→ **WRITTEN EXERCISE A**
Count the lines in the records below that contain the string "cloud", and reply with that number only.

# I've Been Doing Western, but...



## Palfrey (May 29, 2020)

You know what I'd do, I'd go to another instructor that taught English/Dressage/Jumping and get your lessons. You don't need to be better at Western to begin at riding English.

Go forth and have fun! 🦄


----------



## AkhalTekeArabians (29 d ago)

That's helpful! But the Trainer is the only one in my area, all the other horse riding stables are a few hours away.


----------



## baysfordays (Oct 14, 2021)

Yeah sorry to break it to you, but I would definitely find a new trainer. 
I could only w/t/c post, and 2 point, with western when I switched to English and was perfectly fine.


----------



## PennyTheConnie (6 mo ago)

you should be able to do english even without any western training, many people start riding english and learn that way, it isn't much harder riding in an english saddle, the stirrups are shorter and as long as you can comfortably post you should be good


----------



## DollyandAya (4 mo ago)

PennyTheConnie said:


> you should be able to do english even without any western training, many people start riding english and learn that way, it isn't much harder riding in an english saddle, the stirrups are shorter and as long as you can comfortably post you should be good


Plus, in theory, starting in an English saddle with less support than a Western one will give you a better seat.

→ **WRITTEN EXERCISE B**
Transcribe the whole forum thread above about moving from Western to English riding, word for word.

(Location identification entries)
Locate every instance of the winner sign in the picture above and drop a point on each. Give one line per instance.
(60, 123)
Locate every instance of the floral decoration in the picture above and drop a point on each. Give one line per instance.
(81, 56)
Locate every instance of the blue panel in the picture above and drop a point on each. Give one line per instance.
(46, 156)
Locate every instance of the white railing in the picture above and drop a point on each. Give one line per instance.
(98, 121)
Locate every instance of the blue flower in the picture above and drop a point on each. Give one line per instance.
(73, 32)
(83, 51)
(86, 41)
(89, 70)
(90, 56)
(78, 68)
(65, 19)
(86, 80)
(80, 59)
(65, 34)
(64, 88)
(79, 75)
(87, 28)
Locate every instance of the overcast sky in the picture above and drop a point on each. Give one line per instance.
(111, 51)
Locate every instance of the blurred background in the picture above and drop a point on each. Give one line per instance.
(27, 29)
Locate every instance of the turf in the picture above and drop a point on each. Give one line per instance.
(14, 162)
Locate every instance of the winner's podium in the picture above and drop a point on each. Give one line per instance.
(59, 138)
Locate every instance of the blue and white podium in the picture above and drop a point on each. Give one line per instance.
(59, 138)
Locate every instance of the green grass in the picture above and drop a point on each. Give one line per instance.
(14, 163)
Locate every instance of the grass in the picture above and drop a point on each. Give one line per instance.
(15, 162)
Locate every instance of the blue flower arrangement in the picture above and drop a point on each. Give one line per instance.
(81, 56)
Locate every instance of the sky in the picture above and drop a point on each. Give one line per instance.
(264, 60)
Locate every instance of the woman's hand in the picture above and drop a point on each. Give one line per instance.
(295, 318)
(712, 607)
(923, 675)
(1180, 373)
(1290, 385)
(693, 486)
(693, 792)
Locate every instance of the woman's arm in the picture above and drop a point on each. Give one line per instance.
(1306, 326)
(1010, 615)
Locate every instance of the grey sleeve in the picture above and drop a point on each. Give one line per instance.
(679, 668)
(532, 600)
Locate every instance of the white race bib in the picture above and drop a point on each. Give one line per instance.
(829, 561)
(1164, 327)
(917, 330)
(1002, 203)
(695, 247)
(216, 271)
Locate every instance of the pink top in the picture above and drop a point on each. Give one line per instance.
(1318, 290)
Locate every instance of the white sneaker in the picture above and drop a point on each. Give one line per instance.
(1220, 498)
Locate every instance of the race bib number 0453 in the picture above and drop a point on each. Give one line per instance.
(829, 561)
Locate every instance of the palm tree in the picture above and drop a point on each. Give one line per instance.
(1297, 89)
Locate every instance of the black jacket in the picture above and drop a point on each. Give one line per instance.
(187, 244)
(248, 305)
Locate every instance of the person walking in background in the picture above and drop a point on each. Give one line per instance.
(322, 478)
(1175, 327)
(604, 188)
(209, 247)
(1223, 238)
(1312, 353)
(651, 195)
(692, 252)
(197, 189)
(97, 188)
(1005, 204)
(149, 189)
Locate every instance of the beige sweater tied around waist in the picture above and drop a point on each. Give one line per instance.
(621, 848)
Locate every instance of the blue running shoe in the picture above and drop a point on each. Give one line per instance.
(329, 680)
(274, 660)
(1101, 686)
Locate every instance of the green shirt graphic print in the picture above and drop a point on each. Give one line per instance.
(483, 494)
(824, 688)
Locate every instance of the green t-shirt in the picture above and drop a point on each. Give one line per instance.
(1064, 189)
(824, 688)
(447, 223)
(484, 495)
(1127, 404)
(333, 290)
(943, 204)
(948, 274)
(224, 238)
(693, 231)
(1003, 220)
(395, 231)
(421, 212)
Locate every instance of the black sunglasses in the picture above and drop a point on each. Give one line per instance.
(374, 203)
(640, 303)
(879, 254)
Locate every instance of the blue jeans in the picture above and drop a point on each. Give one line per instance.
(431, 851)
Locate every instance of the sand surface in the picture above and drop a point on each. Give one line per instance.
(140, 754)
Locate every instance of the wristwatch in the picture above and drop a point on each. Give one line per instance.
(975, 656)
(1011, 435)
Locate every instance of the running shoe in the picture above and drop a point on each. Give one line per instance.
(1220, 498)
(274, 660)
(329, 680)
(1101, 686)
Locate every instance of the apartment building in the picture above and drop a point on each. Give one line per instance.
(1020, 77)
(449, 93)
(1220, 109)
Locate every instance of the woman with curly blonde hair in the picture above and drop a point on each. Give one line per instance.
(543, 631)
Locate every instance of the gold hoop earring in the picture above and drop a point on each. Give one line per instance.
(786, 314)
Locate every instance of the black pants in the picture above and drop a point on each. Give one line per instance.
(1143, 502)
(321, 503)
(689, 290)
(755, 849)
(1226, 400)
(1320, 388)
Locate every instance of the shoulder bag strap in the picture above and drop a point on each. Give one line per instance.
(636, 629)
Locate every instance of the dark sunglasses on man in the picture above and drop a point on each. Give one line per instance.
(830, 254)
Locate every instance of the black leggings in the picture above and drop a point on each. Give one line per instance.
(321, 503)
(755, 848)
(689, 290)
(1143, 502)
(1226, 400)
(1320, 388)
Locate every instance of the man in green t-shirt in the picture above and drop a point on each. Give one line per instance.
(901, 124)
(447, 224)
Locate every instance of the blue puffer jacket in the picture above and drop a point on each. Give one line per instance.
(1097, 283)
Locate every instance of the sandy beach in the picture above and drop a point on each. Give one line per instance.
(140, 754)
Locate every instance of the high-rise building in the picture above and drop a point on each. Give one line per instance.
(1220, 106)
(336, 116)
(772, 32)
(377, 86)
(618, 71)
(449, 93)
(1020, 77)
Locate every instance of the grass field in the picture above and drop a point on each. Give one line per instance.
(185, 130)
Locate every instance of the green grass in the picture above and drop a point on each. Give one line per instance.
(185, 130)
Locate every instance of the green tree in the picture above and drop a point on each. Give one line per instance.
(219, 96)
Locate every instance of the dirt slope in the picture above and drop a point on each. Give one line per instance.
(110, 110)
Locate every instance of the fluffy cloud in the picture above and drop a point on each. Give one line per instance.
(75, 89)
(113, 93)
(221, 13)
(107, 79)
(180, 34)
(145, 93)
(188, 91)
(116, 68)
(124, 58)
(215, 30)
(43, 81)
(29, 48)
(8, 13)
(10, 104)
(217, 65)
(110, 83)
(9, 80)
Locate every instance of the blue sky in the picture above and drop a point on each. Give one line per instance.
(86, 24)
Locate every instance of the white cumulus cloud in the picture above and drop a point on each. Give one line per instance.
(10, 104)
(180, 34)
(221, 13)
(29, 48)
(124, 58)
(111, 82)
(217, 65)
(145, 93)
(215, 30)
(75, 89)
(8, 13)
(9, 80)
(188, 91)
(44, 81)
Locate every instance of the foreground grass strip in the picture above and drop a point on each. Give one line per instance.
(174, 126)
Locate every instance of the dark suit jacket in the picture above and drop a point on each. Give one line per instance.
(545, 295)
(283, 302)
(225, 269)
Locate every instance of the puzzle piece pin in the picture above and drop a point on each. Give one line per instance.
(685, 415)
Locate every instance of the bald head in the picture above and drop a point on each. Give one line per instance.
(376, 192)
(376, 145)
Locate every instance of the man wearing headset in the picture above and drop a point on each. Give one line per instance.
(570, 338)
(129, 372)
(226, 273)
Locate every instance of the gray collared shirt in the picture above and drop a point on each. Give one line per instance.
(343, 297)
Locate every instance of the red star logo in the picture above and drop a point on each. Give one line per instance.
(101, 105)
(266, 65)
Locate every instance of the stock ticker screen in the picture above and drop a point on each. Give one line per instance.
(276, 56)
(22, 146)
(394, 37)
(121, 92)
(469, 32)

→ **CORRECT RESPONSE A**
2

→ **CORRECT RESPONSE B**
# I've Been Doing Western, but...



## Palfrey (May 29, 2020)

You know what I'd do, I'd go to another instructor that taught English/Dressage/Jumping and get your lessons. You don't need to be better at Western to begin at riding English.

Go forth and have fun! 🦄


----------



## AkhalTekeArabians (29 d ago)

That's helpful! But the Trainer is the only one in my area, all the other horse riding stables are a few hours away.


----------



## baysfordays (Oct 14, 2021)

Yeah sorry to break it to you, but I would definitely find a new trainer. 
I could only w/t/c post, and 2 point, with western when I switched to English and was perfectly fine.


----------



## PennyTheConnie (6 mo ago)

you should be able to do english even without any western training, many people start riding english and learn that way, it isn't much harder riding in an english saddle, the stirrups are shorter and as long as you can comfortably post you should be good


----------



## DollyandAya (4 mo ago)

PennyTheConnie said:


> you should be able to do english even without any western training, many people start riding english and learn that way, it isn't much harder riding in an english saddle, the stirrups are shorter and as long as you can comfortably post you should be good


Plus, in theory, starting in an English saddle with less support than a Western one will give you a better seat.